*Task description:* Beginning with the first entry, set down each one exactly as shown.

Collection entries
══════════════════════════════

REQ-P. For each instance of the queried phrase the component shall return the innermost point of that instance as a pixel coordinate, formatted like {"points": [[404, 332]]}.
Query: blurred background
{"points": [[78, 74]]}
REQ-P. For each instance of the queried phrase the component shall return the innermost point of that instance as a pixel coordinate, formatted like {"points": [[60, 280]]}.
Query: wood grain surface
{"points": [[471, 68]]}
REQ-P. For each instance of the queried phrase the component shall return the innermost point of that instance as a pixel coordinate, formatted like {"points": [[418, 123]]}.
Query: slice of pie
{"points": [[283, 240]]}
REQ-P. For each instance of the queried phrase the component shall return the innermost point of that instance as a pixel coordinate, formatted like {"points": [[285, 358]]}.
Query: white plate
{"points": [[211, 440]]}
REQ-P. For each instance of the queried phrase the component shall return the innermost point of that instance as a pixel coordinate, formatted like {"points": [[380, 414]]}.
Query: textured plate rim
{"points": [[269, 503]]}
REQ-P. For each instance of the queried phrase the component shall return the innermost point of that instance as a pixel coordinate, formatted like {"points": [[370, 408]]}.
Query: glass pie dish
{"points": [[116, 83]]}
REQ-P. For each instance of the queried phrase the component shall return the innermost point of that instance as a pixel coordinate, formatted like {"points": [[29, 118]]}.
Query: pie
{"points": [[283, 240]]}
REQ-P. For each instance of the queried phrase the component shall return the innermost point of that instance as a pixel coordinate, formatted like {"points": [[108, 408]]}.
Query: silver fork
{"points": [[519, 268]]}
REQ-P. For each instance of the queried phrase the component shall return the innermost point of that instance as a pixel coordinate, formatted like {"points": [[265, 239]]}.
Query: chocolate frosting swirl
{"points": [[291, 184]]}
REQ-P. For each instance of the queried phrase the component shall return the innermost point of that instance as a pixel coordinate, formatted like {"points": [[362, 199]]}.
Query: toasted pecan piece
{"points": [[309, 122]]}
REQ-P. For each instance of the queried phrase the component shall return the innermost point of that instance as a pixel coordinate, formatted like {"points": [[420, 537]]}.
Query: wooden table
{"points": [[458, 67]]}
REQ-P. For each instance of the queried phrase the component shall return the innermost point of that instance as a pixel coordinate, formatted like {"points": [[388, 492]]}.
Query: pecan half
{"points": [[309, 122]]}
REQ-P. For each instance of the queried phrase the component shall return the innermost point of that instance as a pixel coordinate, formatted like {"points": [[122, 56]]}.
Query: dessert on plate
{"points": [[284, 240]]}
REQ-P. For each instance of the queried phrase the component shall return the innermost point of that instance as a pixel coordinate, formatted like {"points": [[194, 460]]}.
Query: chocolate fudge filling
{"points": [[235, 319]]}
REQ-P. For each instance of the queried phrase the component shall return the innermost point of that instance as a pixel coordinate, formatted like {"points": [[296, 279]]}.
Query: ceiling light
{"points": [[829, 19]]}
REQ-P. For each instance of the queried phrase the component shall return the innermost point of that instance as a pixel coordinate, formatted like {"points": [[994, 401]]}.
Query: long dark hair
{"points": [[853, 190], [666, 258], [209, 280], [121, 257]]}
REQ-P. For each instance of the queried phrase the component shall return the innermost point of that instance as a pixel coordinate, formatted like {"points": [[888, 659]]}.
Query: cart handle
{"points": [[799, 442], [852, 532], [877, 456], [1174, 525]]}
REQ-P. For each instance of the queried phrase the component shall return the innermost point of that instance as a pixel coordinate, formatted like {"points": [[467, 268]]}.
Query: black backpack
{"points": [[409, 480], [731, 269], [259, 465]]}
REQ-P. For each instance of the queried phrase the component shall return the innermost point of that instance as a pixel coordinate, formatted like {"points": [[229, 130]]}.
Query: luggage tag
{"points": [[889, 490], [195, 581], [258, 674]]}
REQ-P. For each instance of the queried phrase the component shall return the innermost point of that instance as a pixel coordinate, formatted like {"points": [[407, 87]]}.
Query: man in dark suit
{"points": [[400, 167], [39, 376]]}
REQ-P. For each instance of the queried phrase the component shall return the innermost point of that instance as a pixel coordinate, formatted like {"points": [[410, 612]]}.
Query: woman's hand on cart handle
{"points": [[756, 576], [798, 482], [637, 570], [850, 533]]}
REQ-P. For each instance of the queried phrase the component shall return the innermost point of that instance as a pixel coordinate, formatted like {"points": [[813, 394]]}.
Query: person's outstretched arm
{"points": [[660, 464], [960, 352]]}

══════════════════════════════

*Output of the task:*
REQ-P. For each instance of the queried phrase the component shall return the innermost point of that instance as a pixel coordinate, formatted like {"points": [[404, 332]]}.
Query: blurred background
{"points": [[78, 74]]}
REQ-P. For each instance of the queried phrase the component shall return the innermost point of that instance as a pixel coordinate, formatted like {"points": [[60, 280]]}.
Query: wood grain surface
{"points": [[471, 68]]}
REQ-P. For each instance of the queried phrase the component shall return the innermost point of that instance as a pixel coordinate, formatted like {"points": [[418, 123]]}.
Query: slice of pie
{"points": [[283, 240]]}
REQ-P. For each instance of the queried phrase the component shall return the innermost point of that instance as a pixel coordinate, formatted like {"points": [[285, 358]]}.
Query: white plate
{"points": [[211, 440]]}
REQ-P. For each instance of the queried phrase the component shall return the innermost point of that instance as a pixel coordinate, formatted like {"points": [[380, 414]]}.
Query: textured plate rim
{"points": [[269, 503]]}
REQ-P. For each instance of the queried phrase the component shall return the innermost point of that instance as a pixel coordinate, formatted like {"points": [[370, 408]]}.
Query: glass pie dish
{"points": [[116, 83]]}
REQ-P. For each instance of the queried phrase the component shall return the innermost point of that instance as a pixel coordinate, formatted like {"points": [[29, 118]]}.
Query: pie
{"points": [[283, 240]]}
REQ-P. For each instance of the queried phrase the component shall return the innermost point of that instance as a pixel coordinate, formatted like {"points": [[108, 408]]}.
Query: silver fork
{"points": [[519, 268]]}
REQ-P. For each instance of the queried phrase the component shall return the innermost point of that instance as a pixel coordinate, formatted like {"points": [[265, 239]]}.
Query: chocolate frosting swirl
{"points": [[291, 184]]}
REQ-P. For each instance of the queried phrase the component shall return the innermost point of that instance as a pixel coordinate, formatted like {"points": [[362, 199]]}.
Query: toasted pecan piece
{"points": [[309, 122]]}
REQ-P. For each instance of the queried phrase the component shall return the innermost point of that instance as a pixel coordinate, formatted like {"points": [[420, 537]]}.
Query: wooden table
{"points": [[458, 67]]}
REQ-P. For each instance of the queried phrase the component shall return the innermost point of that instance as a pixel coordinate, formatted like {"points": [[388, 492]]}.
Query: pecan half
{"points": [[309, 122]]}
REQ-P. For each instance of the queried phrase the component shall return the innermost point of that instance as a pixel coordinate, formatted like {"points": [[122, 56]]}.
Query: dessert on plate
{"points": [[284, 240]]}
REQ-P. For each instance of the queried phrase the component shall return the innermost point of that instance as a pixel coordinate, formatted like {"points": [[194, 460]]}.
Query: chocolate fudge filling
{"points": [[235, 319]]}
REQ-P. For each instance of the queried phrase the component shall return the innermost point of that instance as a pixel coordinate, formatted like {"points": [[296, 279]]}.
Query: ceiling light
{"points": [[829, 19]]}
REQ-P. For each instance of the queried phrase the component shall return the innermost point of that instance as a pixel coordinate, formatted like {"points": [[994, 401]]}.
Query: long dark hair
{"points": [[853, 190], [666, 258], [209, 280], [121, 257]]}
REQ-P. For each instance of the queried phrase the component shall return the innermost point of that instance as a pixel coordinate, formatted like {"points": [[888, 659]]}.
Query: cart handle
{"points": [[799, 442], [852, 532], [877, 456], [1174, 525]]}
REQ-P. For each instance of the queried phrase the component shall return the innermost point of that instance as a pixel coordinate, formatted like {"points": [[467, 268]]}.
Query: black backpack
{"points": [[409, 480], [731, 269], [259, 465]]}
REQ-P. For each instance of the queried phrase the component shall return the innermost point of that instance as a pixel coordinate, formatted like {"points": [[229, 130]]}.
Query: luggage tag
{"points": [[889, 490], [195, 581], [258, 674]]}
REQ-P. For each instance of the queried phrase the component shall return the innermost point of that instance as a pixel coordinate, formatted like {"points": [[407, 87]]}.
Query: man in dark suit
{"points": [[400, 167], [39, 376]]}
REQ-P. For each instance of the queried phrase the component shall return the innermost point of that instance as a pixel coordinate, formatted like {"points": [[410, 612]]}.
Query: woman's hand on cart handle
{"points": [[756, 576], [798, 482], [637, 570], [850, 533]]}
REQ-P. For each instance of the queried phrase the component shall return the innermost point of that instance as a pixel coordinate, formatted like {"points": [[813, 394]]}.
Query: person's outstretched arm
{"points": [[660, 464], [960, 352]]}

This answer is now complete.